• [Requirement] From the entries below, copy exactly the lines from the one that contains "Target: lion cub's face" through the one that contains "Target: lion cub's nose", both included, and only those.

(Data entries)
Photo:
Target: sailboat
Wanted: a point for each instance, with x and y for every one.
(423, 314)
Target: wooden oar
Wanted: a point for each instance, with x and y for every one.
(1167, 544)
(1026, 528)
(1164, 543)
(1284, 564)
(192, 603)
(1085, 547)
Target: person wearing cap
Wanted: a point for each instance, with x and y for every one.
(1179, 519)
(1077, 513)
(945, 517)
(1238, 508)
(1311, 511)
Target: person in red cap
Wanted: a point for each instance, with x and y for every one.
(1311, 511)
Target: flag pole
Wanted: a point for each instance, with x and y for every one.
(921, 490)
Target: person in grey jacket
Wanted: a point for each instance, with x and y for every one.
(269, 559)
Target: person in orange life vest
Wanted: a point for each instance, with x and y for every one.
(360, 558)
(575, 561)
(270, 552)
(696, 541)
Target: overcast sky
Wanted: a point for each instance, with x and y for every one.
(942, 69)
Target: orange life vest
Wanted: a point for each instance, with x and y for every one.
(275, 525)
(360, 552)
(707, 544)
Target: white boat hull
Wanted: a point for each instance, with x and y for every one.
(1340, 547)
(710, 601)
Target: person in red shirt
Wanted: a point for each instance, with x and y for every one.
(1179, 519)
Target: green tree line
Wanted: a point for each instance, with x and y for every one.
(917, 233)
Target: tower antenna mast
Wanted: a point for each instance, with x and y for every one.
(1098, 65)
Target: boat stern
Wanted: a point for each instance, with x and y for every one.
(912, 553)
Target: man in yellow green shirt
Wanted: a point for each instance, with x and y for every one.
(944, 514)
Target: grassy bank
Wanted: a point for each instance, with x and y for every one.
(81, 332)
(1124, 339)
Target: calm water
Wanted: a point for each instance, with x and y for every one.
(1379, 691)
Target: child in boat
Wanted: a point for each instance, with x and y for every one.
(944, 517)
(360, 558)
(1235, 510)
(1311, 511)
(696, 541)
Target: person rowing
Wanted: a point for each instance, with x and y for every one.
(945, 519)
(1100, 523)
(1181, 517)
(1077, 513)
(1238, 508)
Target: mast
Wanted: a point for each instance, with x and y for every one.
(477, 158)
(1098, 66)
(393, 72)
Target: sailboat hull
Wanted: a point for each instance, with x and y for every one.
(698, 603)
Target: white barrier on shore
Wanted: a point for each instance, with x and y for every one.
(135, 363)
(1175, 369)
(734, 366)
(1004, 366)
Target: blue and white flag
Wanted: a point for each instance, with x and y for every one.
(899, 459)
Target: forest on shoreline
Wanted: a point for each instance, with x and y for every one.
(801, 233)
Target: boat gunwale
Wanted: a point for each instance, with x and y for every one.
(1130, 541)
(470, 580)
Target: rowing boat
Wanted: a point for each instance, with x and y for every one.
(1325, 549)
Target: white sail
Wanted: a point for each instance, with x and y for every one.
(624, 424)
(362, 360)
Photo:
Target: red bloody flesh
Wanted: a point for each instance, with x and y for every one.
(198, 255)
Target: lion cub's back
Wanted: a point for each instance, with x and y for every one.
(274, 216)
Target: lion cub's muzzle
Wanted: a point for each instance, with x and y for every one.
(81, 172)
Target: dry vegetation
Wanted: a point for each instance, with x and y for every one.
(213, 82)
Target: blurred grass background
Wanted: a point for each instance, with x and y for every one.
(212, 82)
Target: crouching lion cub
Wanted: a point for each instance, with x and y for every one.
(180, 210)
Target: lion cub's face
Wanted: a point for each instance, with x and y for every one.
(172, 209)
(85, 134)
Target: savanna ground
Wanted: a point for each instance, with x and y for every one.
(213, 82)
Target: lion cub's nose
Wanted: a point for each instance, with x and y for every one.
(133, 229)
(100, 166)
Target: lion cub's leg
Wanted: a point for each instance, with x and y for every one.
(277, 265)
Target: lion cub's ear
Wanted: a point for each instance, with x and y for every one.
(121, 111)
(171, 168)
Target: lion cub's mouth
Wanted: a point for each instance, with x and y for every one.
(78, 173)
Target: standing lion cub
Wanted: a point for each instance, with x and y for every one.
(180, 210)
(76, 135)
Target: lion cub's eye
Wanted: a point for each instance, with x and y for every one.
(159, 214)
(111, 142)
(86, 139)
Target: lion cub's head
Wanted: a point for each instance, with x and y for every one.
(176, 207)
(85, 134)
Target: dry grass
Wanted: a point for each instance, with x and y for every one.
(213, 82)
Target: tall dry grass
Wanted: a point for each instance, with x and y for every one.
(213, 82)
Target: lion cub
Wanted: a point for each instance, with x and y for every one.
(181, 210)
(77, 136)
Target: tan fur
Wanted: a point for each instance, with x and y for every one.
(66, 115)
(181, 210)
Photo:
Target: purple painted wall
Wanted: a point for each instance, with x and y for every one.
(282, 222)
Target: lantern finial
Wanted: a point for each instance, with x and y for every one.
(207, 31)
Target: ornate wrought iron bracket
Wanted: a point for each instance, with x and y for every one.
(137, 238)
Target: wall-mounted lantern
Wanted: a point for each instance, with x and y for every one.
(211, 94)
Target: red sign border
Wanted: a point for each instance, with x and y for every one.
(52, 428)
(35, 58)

• [Solution for this exercise]
Target: lion cub's face
Wanted: a point for each instance, with x and y for every one.
(172, 209)
(85, 134)
Target: savanna ground
Wanted: a point for each instance, with x and y for every one.
(213, 82)
Target: lion cub's nose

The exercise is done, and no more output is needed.